> Supplied text
- - -
William J Bruce III (born March 4, 1980)  is a Canadian author and publicist best known for his work with former NFL players as well as former wrestler Ted DiBiase.

2003–2004: Career beginnings
Bruce started his career while attending Kingston College in Niagara Falls, Canada. While in attendance there a neighbor broke a gas line. The school was evacuated and it was at this point that Bruce met a production manager who introduced him to the film Home Beyond the Sun (which is a film directed and produced by Academy Award winner Colin Chilvers).

2007–2010: Publicist
In March 2007, Bruce became the publicist and ministerial booking agent to the "Million Dollar Man" Ted DiBiase of World Wrestling Entertainment, a position he held until late 2010

Bruce has also worked as publicist to athletes like NFL player Shawn Harper and author Bill Bean of Discovery Channel.
- - -
> Supplied data
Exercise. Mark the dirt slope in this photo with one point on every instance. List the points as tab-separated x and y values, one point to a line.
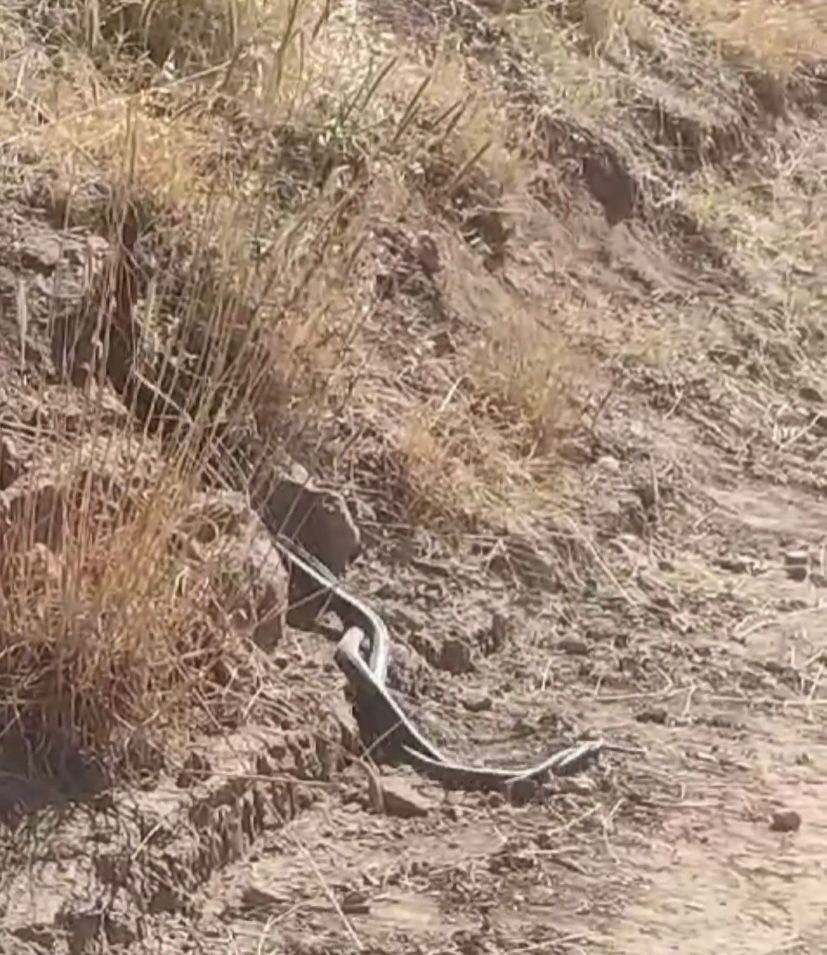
539	288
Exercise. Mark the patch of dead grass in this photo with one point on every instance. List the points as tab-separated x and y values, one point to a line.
774	35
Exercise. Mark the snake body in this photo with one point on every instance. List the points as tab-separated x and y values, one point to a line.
363	655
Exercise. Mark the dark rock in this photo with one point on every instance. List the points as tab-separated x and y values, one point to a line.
477	702
320	521
785	820
736	564
400	797
522	791
573	646
455	656
655	714
235	548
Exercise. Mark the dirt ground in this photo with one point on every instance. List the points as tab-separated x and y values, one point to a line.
581	423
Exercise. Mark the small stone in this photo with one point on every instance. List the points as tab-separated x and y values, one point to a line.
455	656
401	798
41	253
736	563
573	646
477	702
785	820
655	714
521	791
796	558
608	463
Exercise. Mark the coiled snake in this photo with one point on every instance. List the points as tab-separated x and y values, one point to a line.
363	655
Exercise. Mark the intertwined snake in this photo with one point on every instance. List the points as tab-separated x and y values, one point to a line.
363	655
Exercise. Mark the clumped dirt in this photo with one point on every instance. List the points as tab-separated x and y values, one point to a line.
664	588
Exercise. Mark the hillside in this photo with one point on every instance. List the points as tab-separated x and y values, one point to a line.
530	294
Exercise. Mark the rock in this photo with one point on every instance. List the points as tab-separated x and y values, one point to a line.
573	646
809	393
401	798
455	656
41	253
11	465
736	564
477	702
609	463
320	521
237	551
785	820
655	714
797	564
522	791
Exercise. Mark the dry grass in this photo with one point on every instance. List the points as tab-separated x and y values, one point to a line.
266	141
101	638
774	35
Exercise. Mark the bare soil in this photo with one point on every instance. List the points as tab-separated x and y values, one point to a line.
665	588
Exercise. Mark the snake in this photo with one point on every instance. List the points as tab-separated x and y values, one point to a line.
363	655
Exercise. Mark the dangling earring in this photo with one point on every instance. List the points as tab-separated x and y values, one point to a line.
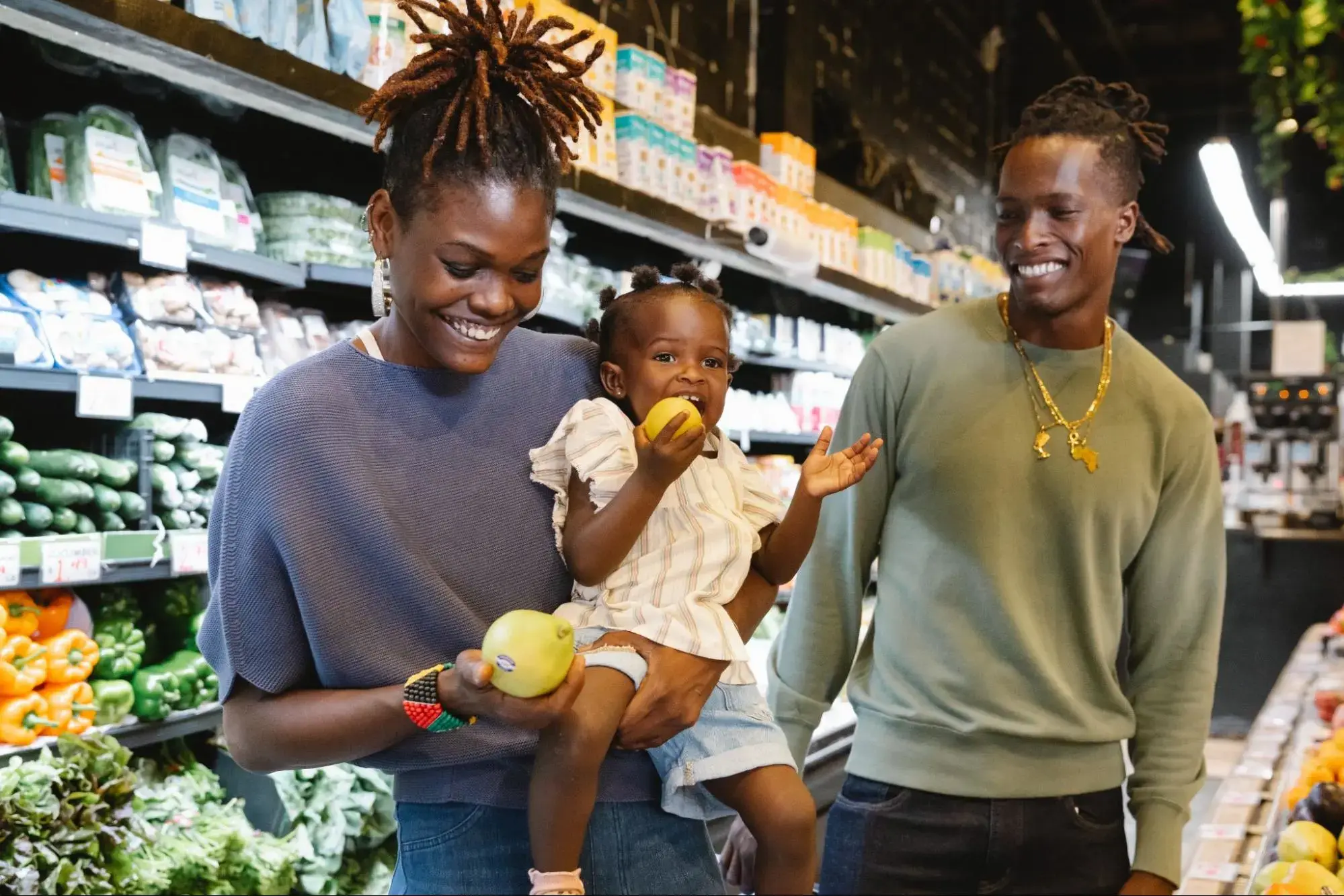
382	292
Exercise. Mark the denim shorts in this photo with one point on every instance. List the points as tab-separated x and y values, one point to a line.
736	734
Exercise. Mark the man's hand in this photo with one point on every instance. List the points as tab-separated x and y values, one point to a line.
672	695
1144	885
467	691
738	860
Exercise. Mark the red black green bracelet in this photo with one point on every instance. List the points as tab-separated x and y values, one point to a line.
420	702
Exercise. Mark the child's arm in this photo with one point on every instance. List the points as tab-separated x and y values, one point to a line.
596	542
785	546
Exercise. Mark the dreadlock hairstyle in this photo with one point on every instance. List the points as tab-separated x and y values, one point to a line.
491	97
1113	116
645	286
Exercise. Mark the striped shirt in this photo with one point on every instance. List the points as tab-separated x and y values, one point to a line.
694	554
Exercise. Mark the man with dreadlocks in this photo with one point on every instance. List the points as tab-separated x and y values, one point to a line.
375	514
1047	484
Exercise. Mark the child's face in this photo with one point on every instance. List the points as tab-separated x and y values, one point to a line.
675	347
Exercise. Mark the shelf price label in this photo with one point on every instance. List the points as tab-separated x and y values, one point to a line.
9	565
109	398
71	561
190	553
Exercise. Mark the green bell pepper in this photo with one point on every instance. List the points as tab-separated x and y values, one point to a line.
114	700
121	648
157	692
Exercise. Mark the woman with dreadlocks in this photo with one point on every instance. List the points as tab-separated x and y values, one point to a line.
1053	488
375	514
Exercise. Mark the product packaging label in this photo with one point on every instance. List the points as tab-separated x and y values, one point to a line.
196	196
117	179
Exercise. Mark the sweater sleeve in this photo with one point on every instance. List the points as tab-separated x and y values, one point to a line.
1175	597
812	656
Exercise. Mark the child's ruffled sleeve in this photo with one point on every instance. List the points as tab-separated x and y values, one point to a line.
594	440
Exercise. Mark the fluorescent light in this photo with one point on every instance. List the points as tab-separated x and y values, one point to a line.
1224	171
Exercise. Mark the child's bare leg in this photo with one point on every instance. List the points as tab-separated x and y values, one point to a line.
777	809
565	774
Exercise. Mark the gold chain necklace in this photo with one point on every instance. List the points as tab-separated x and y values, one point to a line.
1037	386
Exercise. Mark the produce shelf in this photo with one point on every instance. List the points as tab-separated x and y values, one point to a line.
168	43
139	734
38	215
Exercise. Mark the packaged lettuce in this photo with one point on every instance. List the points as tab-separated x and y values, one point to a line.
5	161
245	229
194	188
47	156
109	165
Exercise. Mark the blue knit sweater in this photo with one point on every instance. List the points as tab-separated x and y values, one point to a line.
374	519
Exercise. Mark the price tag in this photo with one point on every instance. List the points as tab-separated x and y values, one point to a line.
71	561
1222	832
1222	872
163	246
1244	799
9	567
109	398
190	553
237	394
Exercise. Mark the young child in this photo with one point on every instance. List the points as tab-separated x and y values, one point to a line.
659	535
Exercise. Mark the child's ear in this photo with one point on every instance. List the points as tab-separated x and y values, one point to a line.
613	379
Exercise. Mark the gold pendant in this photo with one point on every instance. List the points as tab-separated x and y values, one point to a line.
1039	445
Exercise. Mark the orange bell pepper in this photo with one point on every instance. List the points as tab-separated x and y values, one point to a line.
70	657
20	719
69	707
52	614
17	613
22	667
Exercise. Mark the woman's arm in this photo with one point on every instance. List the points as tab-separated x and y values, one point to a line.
309	729
596	542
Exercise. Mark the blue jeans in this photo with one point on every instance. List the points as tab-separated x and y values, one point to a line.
631	848
883	839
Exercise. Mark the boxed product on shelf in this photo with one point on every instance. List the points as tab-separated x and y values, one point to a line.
47	156
194	188
109	167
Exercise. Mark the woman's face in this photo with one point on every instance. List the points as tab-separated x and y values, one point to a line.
467	268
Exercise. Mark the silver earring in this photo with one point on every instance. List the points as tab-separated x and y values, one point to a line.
382	292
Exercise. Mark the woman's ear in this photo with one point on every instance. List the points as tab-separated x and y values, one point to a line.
613	379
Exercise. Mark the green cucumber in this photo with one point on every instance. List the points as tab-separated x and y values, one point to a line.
106	499
36	516
27	480
12	456
63	520
11	512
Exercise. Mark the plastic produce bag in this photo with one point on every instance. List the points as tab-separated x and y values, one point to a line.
194	188
109	167
350	36
19	336
253	17
221	11
47	156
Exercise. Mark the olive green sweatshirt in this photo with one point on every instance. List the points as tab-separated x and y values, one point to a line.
1004	581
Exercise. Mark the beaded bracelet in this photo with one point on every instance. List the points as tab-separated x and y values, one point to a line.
420	702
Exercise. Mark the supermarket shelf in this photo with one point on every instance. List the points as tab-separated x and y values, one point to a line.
140	734
38	215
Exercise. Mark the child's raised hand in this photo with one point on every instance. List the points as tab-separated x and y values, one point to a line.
667	457
826	473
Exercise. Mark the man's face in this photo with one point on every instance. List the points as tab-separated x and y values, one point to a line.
1062	223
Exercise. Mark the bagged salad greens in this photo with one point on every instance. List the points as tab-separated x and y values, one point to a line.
109	165
47	156
194	188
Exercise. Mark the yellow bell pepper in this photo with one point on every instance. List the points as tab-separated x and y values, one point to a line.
22	667
70	657
20	719
54	613
17	613
69	707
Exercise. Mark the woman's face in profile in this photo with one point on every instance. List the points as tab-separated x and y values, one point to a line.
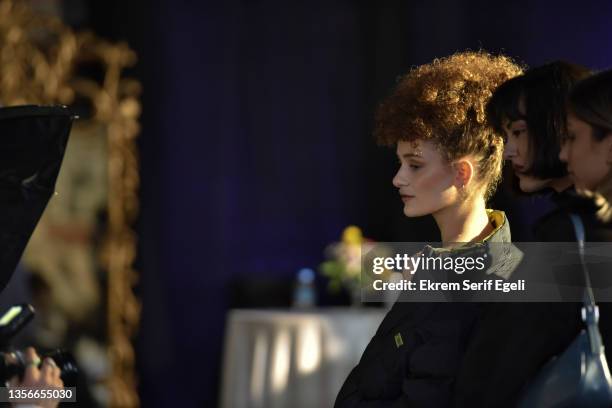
588	159
517	150
425	180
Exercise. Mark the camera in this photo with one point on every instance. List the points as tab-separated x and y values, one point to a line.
11	323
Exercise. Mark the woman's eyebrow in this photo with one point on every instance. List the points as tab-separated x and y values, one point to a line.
412	155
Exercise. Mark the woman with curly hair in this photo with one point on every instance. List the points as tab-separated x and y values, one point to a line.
450	164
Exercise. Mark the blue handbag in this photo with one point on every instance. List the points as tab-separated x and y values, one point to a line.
579	377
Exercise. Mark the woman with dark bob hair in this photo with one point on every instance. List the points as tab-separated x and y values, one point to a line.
515	340
450	164
587	149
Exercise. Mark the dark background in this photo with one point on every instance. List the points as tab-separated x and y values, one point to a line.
256	147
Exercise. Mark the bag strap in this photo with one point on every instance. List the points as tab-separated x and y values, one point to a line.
590	311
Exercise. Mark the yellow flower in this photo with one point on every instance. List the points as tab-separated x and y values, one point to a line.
352	235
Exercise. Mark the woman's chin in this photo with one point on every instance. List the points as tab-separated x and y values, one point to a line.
410	211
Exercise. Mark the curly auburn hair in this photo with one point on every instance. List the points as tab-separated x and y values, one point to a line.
444	102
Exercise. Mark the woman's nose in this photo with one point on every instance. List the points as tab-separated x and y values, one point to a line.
509	150
398	180
563	153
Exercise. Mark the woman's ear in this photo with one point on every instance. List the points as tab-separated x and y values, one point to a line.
464	171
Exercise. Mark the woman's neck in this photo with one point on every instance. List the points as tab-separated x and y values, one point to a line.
465	222
561	184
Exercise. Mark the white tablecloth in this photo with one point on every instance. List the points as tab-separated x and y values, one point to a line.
292	359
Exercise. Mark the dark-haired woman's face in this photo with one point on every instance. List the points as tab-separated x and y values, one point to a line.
517	150
588	159
425	180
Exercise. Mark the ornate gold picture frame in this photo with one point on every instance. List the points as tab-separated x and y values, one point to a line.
41	60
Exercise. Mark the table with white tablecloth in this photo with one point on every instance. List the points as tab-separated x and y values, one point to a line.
292	358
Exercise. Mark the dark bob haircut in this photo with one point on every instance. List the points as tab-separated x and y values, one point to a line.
538	97
591	101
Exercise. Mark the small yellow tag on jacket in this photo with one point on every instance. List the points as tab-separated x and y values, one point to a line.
398	340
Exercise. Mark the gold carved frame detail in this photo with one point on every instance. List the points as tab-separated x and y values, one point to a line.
38	60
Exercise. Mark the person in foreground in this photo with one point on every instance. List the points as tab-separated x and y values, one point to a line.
46	377
515	340
450	164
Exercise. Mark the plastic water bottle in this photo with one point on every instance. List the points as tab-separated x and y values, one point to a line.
305	295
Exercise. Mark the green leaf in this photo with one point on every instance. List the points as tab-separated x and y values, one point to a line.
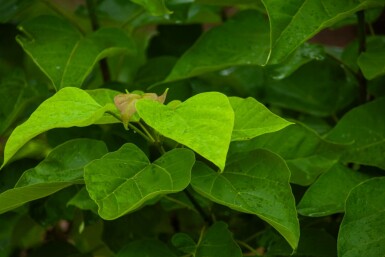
64	54
67	108
154	7
328	194
372	61
62	167
256	182
362	231
146	247
364	128
253	119
203	122
124	180
243	40
305	152
293	22
322	93
218	241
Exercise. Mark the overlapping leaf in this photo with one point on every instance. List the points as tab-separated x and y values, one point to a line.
62	167
362	232
292	22
328	194
67	108
256	182
253	119
122	181
203	122
364	128
305	152
242	40
64	54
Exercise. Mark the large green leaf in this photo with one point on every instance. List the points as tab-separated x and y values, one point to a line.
62	167
124	180
319	88
292	22
67	108
328	194
154	7
146	247
305	152
364	128
203	122
64	54
253	119
256	182
243	40
372	61
362	231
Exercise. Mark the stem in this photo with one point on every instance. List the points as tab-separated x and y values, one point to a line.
103	65
362	83
200	210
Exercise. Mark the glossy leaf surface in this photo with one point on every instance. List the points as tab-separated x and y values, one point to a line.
292	22
62	167
242	40
328	194
362	229
67	108
253	119
64	54
123	180
256	182
203	122
364	128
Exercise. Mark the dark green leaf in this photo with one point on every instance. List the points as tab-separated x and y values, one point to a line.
242	40
253	119
203	122
305	152
292	22
62	167
64	54
67	108
256	182
362	231
124	180
328	194
364	128
148	248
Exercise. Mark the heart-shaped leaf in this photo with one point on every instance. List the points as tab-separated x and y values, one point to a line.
362	231
124	180
203	122
62	167
64	54
292	22
256	182
253	119
67	108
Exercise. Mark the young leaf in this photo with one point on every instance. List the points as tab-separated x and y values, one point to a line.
67	108
364	128
256	182
62	167
328	194
362	231
292	22
253	119
203	122
124	180
305	152
243	40
64	54
154	7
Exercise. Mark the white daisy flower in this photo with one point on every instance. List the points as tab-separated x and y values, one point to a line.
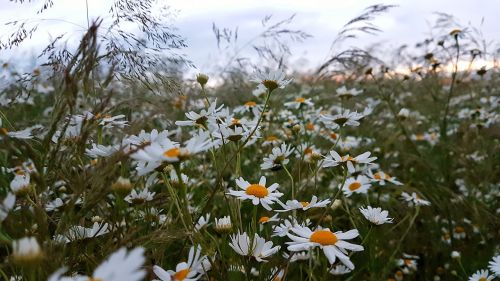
152	156
481	275
139	197
258	248
414	199
271	140
77	232
360	184
340	269
271	80
99	150
258	192
375	215
202	221
298	102
334	159
343	92
304	205
265	219
7	204
200	119
20	183
346	118
278	157
494	265
120	266
332	244
193	270
54	205
298	256
223	224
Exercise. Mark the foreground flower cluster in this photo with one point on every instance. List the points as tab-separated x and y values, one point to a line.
288	185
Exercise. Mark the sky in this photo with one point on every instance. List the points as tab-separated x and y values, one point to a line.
409	22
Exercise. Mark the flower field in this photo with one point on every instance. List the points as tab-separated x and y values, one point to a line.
268	174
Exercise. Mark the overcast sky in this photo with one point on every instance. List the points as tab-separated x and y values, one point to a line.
406	23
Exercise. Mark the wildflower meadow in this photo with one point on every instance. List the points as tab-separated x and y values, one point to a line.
118	165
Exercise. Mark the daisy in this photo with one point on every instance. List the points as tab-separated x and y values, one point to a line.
265	219
481	275
298	102
54	205
343	92
223	224
347	118
332	244
284	228
193	270
7	204
494	265
20	184
304	205
271	80
375	215
200	119
298	256
278	157
202	221
360	184
414	199
75	233
99	150
271	140
340	269
334	159
154	154
258	248
120	266
257	192
139	197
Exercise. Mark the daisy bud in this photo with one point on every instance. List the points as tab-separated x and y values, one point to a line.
26	251
455	255
122	186
202	79
337	203
223	225
96	219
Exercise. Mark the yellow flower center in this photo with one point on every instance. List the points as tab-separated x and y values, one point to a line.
257	190
172	153
323	237
348	158
271	138
355	185
181	275
270	84
263	219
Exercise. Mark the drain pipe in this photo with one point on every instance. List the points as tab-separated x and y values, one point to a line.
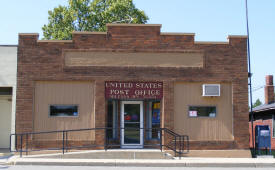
- - -
> Parts of the exercise
• 1. Rewrite the part of the Bruce profile that opens with the words containing "2003–2004: Career beginnings" and closes with "of Discovery Channel.", putting "William" in place of "Bruce".
• 2. Rescale the records from the line containing "Exercise. Mark the daisy bud" through the end of the records, both ends included. Repeat only those lines, requests and all, with each point coordinate in the answers multiplied by 0.5 and rounded to a whole number (halves round up), and leave the pictures out.
The Bruce profile and the records come from separate, unrelated sources.

> The replies
• 1.
2003–2004: Career beginnings
William started his career while attending Kingston College in Niagara Falls, Canada. While in attendance there a neighbor broke a gas line. The school was evacuated and it was at this point that William met a production manager who introduced him to the film Home Beyond the Sun (which is a film directed and produced by Academy Award winner Colin Chilvers).

2007–2010: Publicist
In March 2007, William became the publicist and ministerial booking agent to the "Million Dollar Man" Ted DiBiase of World Wrestling Entertainment, a position he held until late 2010

William has also worked as publicist to athletes like NFL player Shawn Harper and author Bill Bean of Discovery Channel.

• 2.
Exercise. Mark the daisy bud in this photo with one point on every instance. List the points as tab-separated x and y values, one point to a line.
13	126
228	128
61	93
101	40
169	102
112	113
48	110
Exercise. Mark the yellow flower center in this photo with one point on every instance. List the points as tab-separated x and y values, one point to a line.
129	95
86	77
162	119
174	79
136	69
178	93
91	138
135	42
132	110
Exercise. Mark the drain pipe in this photo with one point on every instance. List the points as tab-separated x and y values, one point to a line.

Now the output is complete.